* **DATA SUPPLIED**
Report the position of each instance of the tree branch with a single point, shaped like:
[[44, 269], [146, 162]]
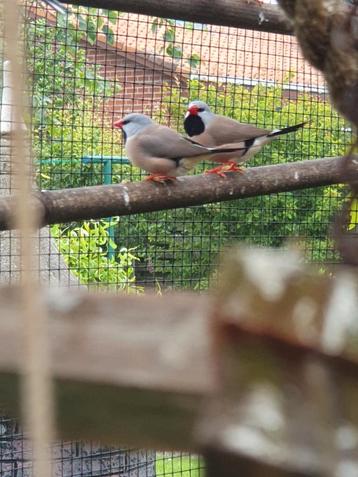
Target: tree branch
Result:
[[233, 13], [85, 203]]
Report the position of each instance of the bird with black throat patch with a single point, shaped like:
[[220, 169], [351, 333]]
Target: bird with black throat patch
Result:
[[211, 130], [163, 152]]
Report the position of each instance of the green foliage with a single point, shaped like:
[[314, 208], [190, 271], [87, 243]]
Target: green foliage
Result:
[[85, 251], [181, 466], [175, 248], [179, 246]]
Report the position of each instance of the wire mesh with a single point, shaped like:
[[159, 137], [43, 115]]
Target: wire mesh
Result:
[[89, 67]]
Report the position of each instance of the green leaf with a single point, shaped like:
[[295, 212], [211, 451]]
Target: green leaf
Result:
[[194, 60], [169, 35], [109, 34], [155, 25], [174, 51]]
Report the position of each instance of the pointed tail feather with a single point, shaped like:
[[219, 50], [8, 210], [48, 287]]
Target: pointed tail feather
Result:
[[279, 132]]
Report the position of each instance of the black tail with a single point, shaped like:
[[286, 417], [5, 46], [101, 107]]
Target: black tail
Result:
[[287, 130]]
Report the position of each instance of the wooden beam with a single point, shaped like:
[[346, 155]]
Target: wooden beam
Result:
[[132, 198], [183, 371], [125, 367], [233, 13]]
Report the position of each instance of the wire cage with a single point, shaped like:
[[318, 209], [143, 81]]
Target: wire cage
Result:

* **OBJECTIVE**
Convert the data above into a numbered list, one line per item, starting at the very beginning and ending at the line containing "[[287, 130]]" (both included). Skip blank lines and leave out the pictures.

* **WORKED ANSWER**
1. Report the position of each instance of the tree branch with a single point, shaped like:
2. [[44, 269], [146, 162]]
3. Target: tree branch
4. Result:
5. [[233, 13], [85, 203]]
6. Report the position of each instance of the bird with black throat patch with a single point, shaped like:
7. [[220, 169], [351, 333]]
8. Target: bird with black throat patch
9. Result:
10. [[211, 130], [163, 152]]
11. Report the position of each instance of the green foliage with a single point, shaped like:
12. [[314, 208], [190, 271], [87, 243]]
13. Target: green foliage
14. Result:
15. [[85, 251], [181, 466], [175, 248], [179, 246]]
16. Report the position of each instance of the wire mesh with a single point, shaped like:
17. [[159, 137], [43, 115]]
18. Target: wire mesh
19. Result:
20. [[89, 67]]
21. Report the position of each instance of the green leaf with a single point, shaped like:
22. [[295, 212], [211, 451]]
23. Target: green leaf
24. Result:
25. [[194, 60], [169, 35], [109, 34], [155, 25], [174, 51]]
26. Report the position of each instance of the pointed tail feather with a single point, shaped like:
27. [[219, 50], [8, 210], [48, 287]]
28. Target: pointed tail feather
29. Result:
30. [[279, 132]]
31. Report the position of each instance of the black tail with a single point, shaped like:
32. [[286, 417], [5, 46], [101, 107]]
33. Target: black tail
34. Result:
35. [[287, 130]]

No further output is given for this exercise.